Please change "vertices" to "corner points" throughout the lines of all the records below and keep everything else as it is. Leave the pictures out of your answer.

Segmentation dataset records
____________________
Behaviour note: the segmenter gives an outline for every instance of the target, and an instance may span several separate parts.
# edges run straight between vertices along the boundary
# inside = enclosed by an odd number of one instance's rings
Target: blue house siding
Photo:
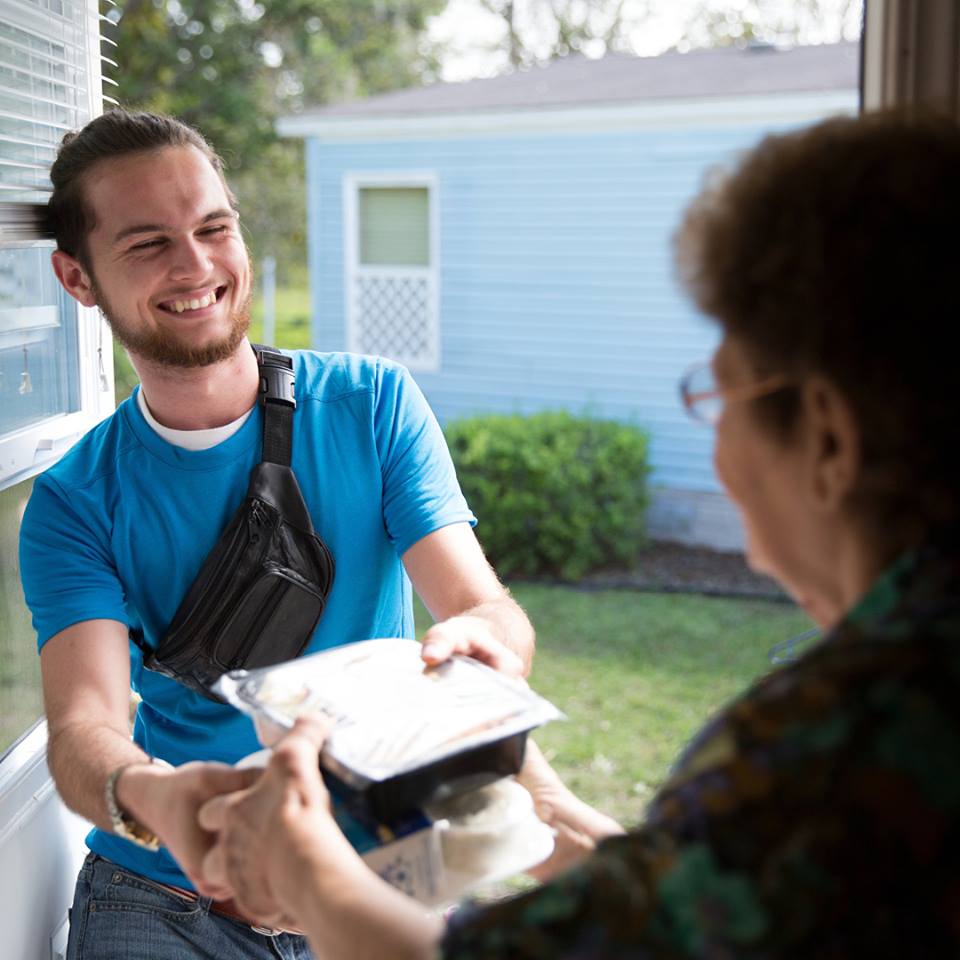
____________________
:: RESULT ::
Behaviour note: the segmenter gives an outline for every instance of the target, and an instance may span several separate parts.
# edges run straight between corner points along the boundary
# inside = enclosed by an odd number of one instance's rings
Target: blue house siding
Photo:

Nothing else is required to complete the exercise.